**** Given records ****

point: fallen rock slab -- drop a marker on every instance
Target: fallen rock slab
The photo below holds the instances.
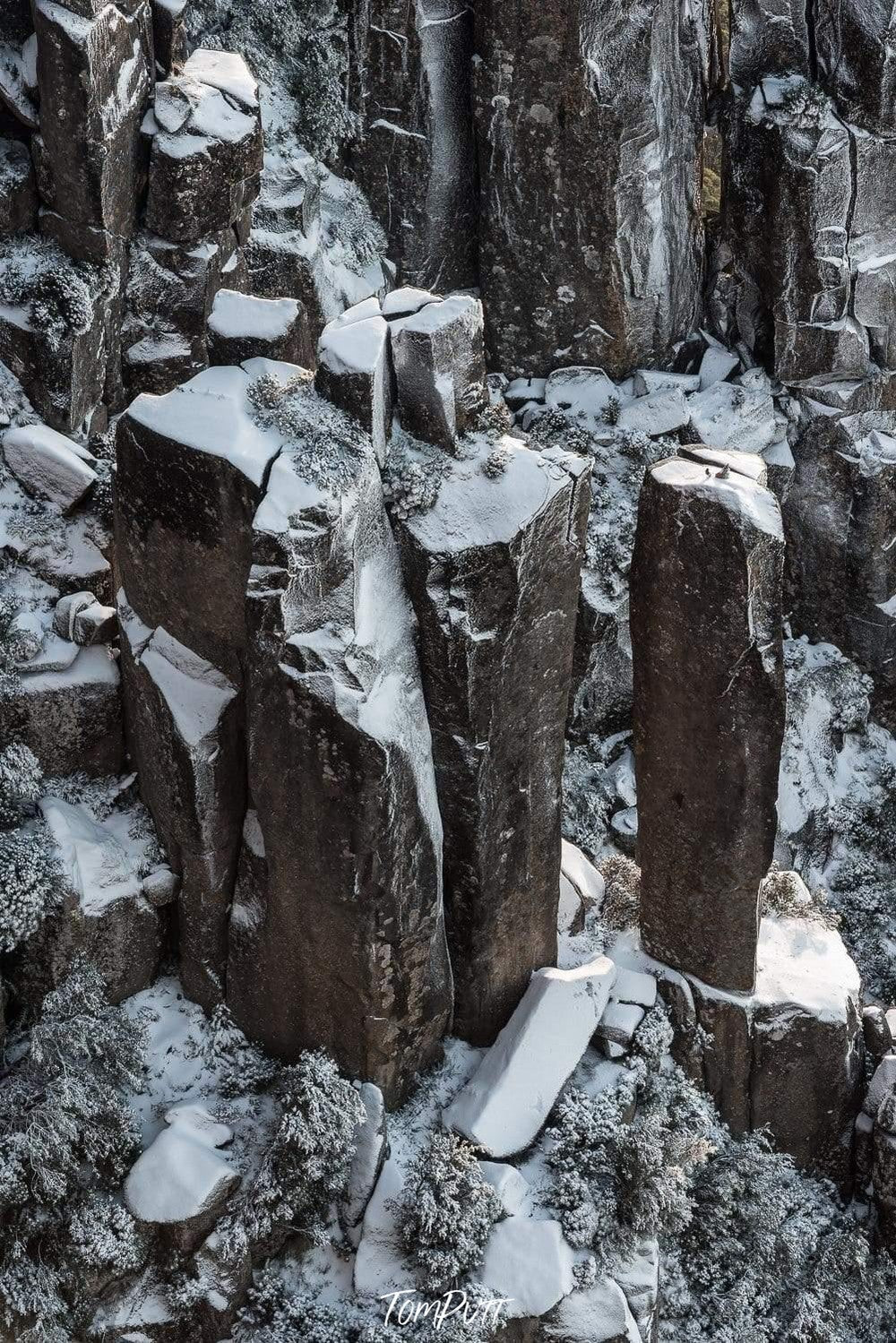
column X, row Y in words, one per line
column 509, row 1098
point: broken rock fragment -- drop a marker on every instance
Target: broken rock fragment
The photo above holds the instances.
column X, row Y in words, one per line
column 242, row 327
column 509, row 1098
column 708, row 708
column 206, row 147
column 355, row 371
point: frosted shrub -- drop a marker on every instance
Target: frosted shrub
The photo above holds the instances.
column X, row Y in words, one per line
column 238, row 1065
column 30, row 884
column 447, row 1210
column 411, row 484
column 306, row 1163
column 621, row 907
column 67, row 1136
column 21, row 780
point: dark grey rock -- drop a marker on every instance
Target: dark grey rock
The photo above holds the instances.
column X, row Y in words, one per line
column 185, row 737
column 94, row 77
column 839, row 519
column 416, row 159
column 206, row 148
column 440, row 369
column 589, row 125
column 493, row 573
column 355, row 372
column 18, row 191
column 242, row 327
column 349, row 817
column 708, row 708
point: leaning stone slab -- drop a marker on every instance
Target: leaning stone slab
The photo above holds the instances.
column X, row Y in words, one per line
column 509, row 1098
column 70, row 718
column 185, row 732
column 340, row 769
column 440, row 368
column 708, row 708
column 191, row 473
column 206, row 147
column 493, row 572
column 528, row 1262
column 18, row 194
column 94, row 75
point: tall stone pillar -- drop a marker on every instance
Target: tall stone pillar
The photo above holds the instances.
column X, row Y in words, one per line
column 708, row 708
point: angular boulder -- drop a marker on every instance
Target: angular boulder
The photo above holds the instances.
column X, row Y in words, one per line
column 511, row 1095
column 94, row 77
column 708, row 708
column 242, row 327
column 839, row 519
column 185, row 737
column 206, row 147
column 440, row 368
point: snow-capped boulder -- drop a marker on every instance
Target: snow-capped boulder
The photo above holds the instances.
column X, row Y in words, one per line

****

Copy all of the items above word for word, leaving out the picture.

__Exercise output__
point: fallen rock slab -- drop a marker on every instance
Target: fallen rock slab
The photo below holds the instances.
column X, row Y in words, one per line
column 509, row 1098
point: broken rock fragment -- drop a marker on every instance
Target: broken rock fragment
The photo above holds the instances.
column X, row Y in words, one per line
column 242, row 327
column 509, row 1098
column 708, row 708
column 206, row 147
column 355, row 371
point: frosted shrub -- drop a marker on every instance
Target: frosted shrub
The photo above holds the instances.
column X, row Y in words, one per line
column 238, row 1065
column 30, row 884
column 447, row 1210
column 411, row 484
column 306, row 1163
column 621, row 907
column 67, row 1136
column 21, row 780
point: dark grey rock -- drop a marker on every instance
Target: dark grey rock
The photo above holds the instances.
column X, row Y in words, one per line
column 185, row 737
column 94, row 77
column 839, row 519
column 416, row 159
column 206, row 148
column 440, row 369
column 589, row 125
column 493, row 573
column 355, row 372
column 18, row 191
column 242, row 327
column 349, row 817
column 708, row 708
point: leaning stone slab -- drop a marker on every instance
Target: leaning stone slab
The photo above holds the instances.
column X, row Y in words, one per line
column 509, row 1098
column 70, row 718
column 185, row 732
column 340, row 769
column 440, row 368
column 708, row 708
column 191, row 473
column 206, row 147
column 493, row 572
column 528, row 1262
column 18, row 194
column 94, row 75
point: tall stone pillar -- drop a marker on every instance
Target: tall stone pillar
The photo above holds the instances.
column X, row Y in words, one per line
column 708, row 708
point: angular boulder -- drop a marker on every instance
Target: angular boulder
The photo above holds the instances.
column X, row Y in words, one per line
column 511, row 1095
column 94, row 77
column 708, row 708
column 242, row 327
column 839, row 519
column 185, row 737
column 206, row 147
column 440, row 368
point: snow-capped boulder -- drop a marker on every instance
Target: snow-capped boulder
The photo above holds the instances.
column X, row Y in words, one per line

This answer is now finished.